──────── EXTRAIT ────────

Préface à "La main basse", de Raphaël Edelman, par L.L. De MARS.

l y a décidemment plus d'un point commun entre la recherche de Dieu -de sa Présence- et la quête, au coeur de la vie, de cette invention littéraire qu'est l'amour; les-chrétiens ont sans doute voulu évoquer -plus que la présence de Dieu sur terre- la parfaite abstraction désirante de ces deux figures, dans l'Incarnation.  Mais ceci, au lieu de nous rapprocher de Dieu, propulse surtout l'amour dans sa sphère et l'arraché de notre vie.
        Au même titre que nul ne s'accomode malgré sa parfaite aptitude à concevoir l'inéluctabilité de la mort qu'elle soit aussi pour soi (que le singulier soir brutalement happé par le général), nul -et ceci bien qu'il n'ait jamais vu l'amour autour de lui à la hauteur de celui qui alimente nos bibliothèques- n'admettra n'être pas au-dessus de cet échec millénaire : l'absence de tout constat, au lieu de le décourager, le convaincra que si l'amour n'est pas encore au monde c'est que personne autant que lui n'a été apte à lui donner le jour... là où sa raison devrait le conduire à conclure que si l'amour n'est pas au monde, c'est qu'il est un produit aussi hybride et inviable de parties inconciliables qu'un minotaure ou une sirène (car l'amour se veut être ivresse ET paix).  Peut-être est-ce d'ailleurs ce projet lui-même -le fait qu'il y ait simplement un projet- qui interdit la spontanéité nécessaire qui pourrait -dans le meilleur des cas- en être le berceau.

────────

- CONSIGNE:
Condensez en trois ou quatre phrases le paragraphe de la préface qui commence par « Au même titre que nul », sans en perdre les idées principales. Les lignes constituent un matériel indépendant de la préface.

──────── MATÉRIEL FOURNI ────────

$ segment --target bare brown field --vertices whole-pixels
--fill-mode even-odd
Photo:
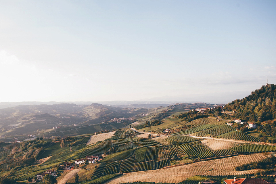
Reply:
[[[169,143],[166,141],[165,140],[168,138],[166,136],[160,136],[159,137],[156,137],[152,139],[153,139],[160,143],[163,145],[168,145]]]
[[[96,143],[98,141],[102,141],[108,138],[111,137],[115,133],[115,131],[104,133],[99,134],[91,135],[90,139],[88,140],[86,145],[89,145]]]
[[[239,145],[237,143],[229,142],[218,141],[212,139],[207,139],[201,141],[201,143],[213,150],[220,149],[227,149],[229,147],[236,146]]]
[[[81,169],[80,168],[75,169],[70,171],[61,180],[57,182],[57,184],[65,184],[67,181],[74,176],[76,173]]]
[[[234,168],[242,164],[260,161],[268,156],[270,155],[241,155],[174,167],[127,173],[106,183],[116,184],[139,181],[177,183],[197,175],[224,176],[252,174],[255,173],[258,170],[236,171]],[[168,175],[169,175],[169,177],[168,177]]]
[[[47,157],[46,157],[46,158],[41,158],[41,159],[40,159],[36,162],[36,164],[37,165],[43,164],[47,161],[47,160],[51,158],[51,156],[48,156]]]
[[[142,134],[140,134],[137,135],[138,137],[141,138],[146,138],[147,139],[149,137],[149,134],[146,133],[143,133]]]

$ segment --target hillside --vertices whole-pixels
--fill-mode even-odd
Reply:
[[[254,122],[276,118],[276,85],[263,86],[242,99],[227,104],[226,111],[237,111],[235,116],[245,121]]]

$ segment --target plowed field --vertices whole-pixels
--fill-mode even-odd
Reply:
[[[256,170],[236,171],[234,168],[251,162],[260,160],[269,156],[261,154],[241,155],[174,167],[125,173],[120,177],[111,180],[106,183],[116,184],[139,181],[177,183],[196,175],[223,176],[251,174],[256,172]],[[168,175],[169,175],[169,177],[168,177]]]

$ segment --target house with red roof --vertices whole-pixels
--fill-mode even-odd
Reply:
[[[226,184],[276,184],[276,183],[261,178],[237,178],[225,179]]]

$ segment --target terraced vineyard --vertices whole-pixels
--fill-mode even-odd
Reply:
[[[173,130],[182,126],[186,122],[183,122],[181,119],[177,118],[174,118],[166,119],[164,120],[164,122],[156,126],[152,126],[145,127],[145,125],[135,126],[137,130],[143,129],[146,132],[152,131],[159,133],[163,132],[165,129],[169,129]]]
[[[173,133],[171,135],[185,135],[193,134],[198,132],[205,130],[209,129],[217,126],[218,125],[214,124],[207,124],[200,126],[189,129],[179,132]]]
[[[105,140],[110,138],[115,133],[115,131],[101,133],[97,135],[92,135],[89,139],[89,140],[87,141],[87,145],[89,145],[96,143],[98,141],[102,141]]]
[[[210,123],[216,121],[215,119],[207,118],[199,118],[185,123],[187,126],[192,125],[193,126],[199,126],[206,124]]]
[[[157,146],[159,144],[159,143],[152,140],[152,139],[146,139],[142,141],[136,142],[123,145],[121,145],[116,147],[115,150],[116,152],[118,152],[125,150],[128,150],[133,149],[135,148],[152,146]]]
[[[237,131],[232,131],[217,136],[218,138],[224,139],[235,139],[240,141],[250,141],[252,142],[260,142],[258,138],[253,137],[251,135],[246,135]]]
[[[174,141],[177,141],[178,143],[185,143],[193,141],[196,141],[198,139],[189,136],[170,136],[166,139],[166,140],[169,143]]]
[[[167,159],[151,161],[136,163],[134,156],[122,161],[104,162],[101,164],[93,173],[93,176],[104,176],[115,173],[130,172],[157,169],[168,164]]]
[[[79,158],[84,158],[87,155],[93,155],[95,154],[102,154],[105,151],[113,147],[111,141],[104,141],[98,144],[88,146],[83,150]]]
[[[231,131],[235,129],[229,125],[225,124],[216,126],[205,130],[196,132],[193,135],[200,137],[217,136]]]
[[[113,153],[108,155],[100,161],[101,163],[118,161],[125,160],[132,156],[136,149],[129,150]]]
[[[125,144],[137,141],[138,139],[137,136],[135,136],[126,139],[112,140],[112,142],[115,146],[118,146],[119,145]]]
[[[246,144],[231,147],[229,149],[234,151],[239,151],[243,153],[269,153],[276,152],[276,146],[269,145]]]
[[[135,160],[137,163],[144,162],[145,159],[146,147],[143,147],[135,150]]]
[[[255,173],[256,170],[236,171],[234,167],[251,162],[260,161],[267,157],[264,155],[241,155],[158,170],[127,173],[106,183],[123,183],[137,181],[176,183],[196,175],[225,176],[252,174]],[[170,177],[168,177],[168,173],[169,173]]]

────────

- RÉPONSE RÉDIGÉE:
Chacun conçoit que la mort est inéluctable sans pourtant admettre qu'elle le concerne aussi. De même, personne n'a jamais vu autour de lui un amour à la hauteur de celui des bibliothèques, mais nul n'admet qu'il puisse échouer comme tous les autres. L'absence de preuve le persuade même qu'il est le seul capable de faire naître l'amour, alors que la raison devrait lui faire conclure que l'amour est un produit hybride et inviable, comme un minotaure ou une sirène, puisqu'il se veut à la fois ivresse et paix. Peut-être est-ce enfin le simple fait d'en faire un projet qui interdit la spontanéité dont il pourrait naître.